** start DATA **

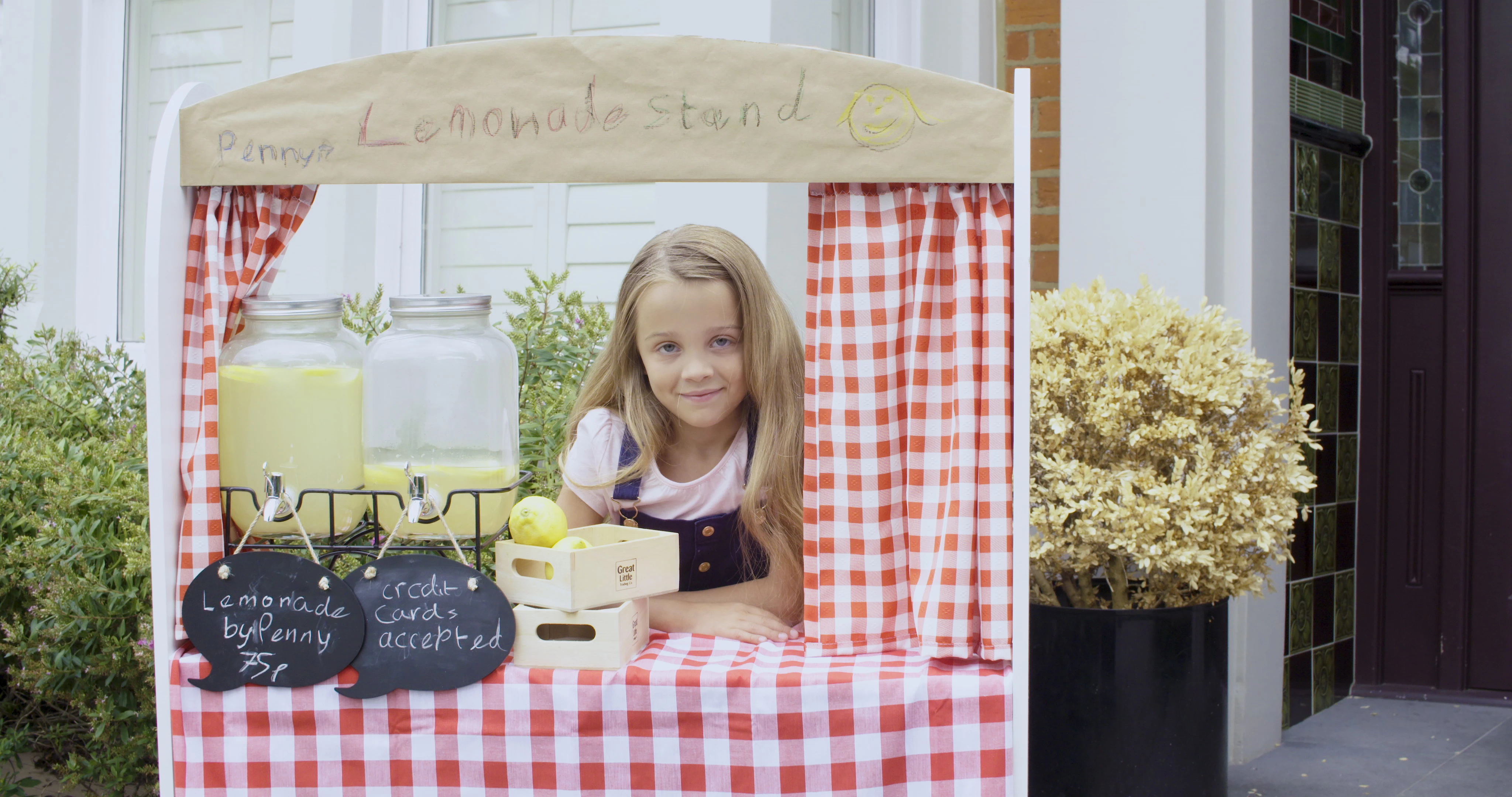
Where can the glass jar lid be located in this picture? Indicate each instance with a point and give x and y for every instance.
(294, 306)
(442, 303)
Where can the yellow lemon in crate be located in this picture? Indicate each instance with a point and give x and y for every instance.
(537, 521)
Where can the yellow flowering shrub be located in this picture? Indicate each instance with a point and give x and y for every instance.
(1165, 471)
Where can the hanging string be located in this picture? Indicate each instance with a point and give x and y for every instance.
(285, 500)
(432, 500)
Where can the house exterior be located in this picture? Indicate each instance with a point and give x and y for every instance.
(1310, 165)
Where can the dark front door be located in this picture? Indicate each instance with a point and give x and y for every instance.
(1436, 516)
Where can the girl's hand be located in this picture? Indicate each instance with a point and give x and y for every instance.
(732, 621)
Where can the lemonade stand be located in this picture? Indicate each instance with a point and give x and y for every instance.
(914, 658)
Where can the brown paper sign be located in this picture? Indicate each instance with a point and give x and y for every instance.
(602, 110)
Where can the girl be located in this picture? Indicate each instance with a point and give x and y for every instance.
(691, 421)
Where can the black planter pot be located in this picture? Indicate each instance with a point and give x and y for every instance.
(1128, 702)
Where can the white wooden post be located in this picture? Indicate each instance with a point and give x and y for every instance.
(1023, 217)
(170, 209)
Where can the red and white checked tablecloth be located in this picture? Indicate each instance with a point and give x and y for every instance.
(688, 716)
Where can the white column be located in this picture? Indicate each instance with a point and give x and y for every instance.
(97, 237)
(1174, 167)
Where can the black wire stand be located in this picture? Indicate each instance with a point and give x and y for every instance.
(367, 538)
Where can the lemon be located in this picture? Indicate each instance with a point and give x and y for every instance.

** end DATA **

**PROMPT**
Convert the rows from the line containing "Where can the house" through the line containing "(1128, 702)", both included, into a JSON list of strings with one string per line, omitting any blank lines.

**ANSWER IN FULL**
[
  "Where can the house exterior be located in this picture? Indicate each instance with a point and give x and y for every instance.",
  "(1310, 165)",
  "Where can the dark front door be located in this picture? Indicate each instance with a point and give x and y for every instance.",
  "(1436, 516)",
  "Where can the girl's hand be located in this picture? Indicate each instance with a point and give x and y for every instance.",
  "(732, 621)",
  "Where can the lemonade stand be located in this picture? Indicate each instance with a point and give x and y for every instance.",
  "(914, 658)",
  "Where can the brown paper sign be located in this picture? Indicate each instance with a point and give x and y for every instance.",
  "(602, 110)",
  "Where can the girl be located in this picture? Indicate each instance with a point and give x and y for every instance.",
  "(691, 421)",
  "Where can the black planter pot be located in this picture? Indicate each instance with a point and give x and y for every instance.",
  "(1128, 702)"
]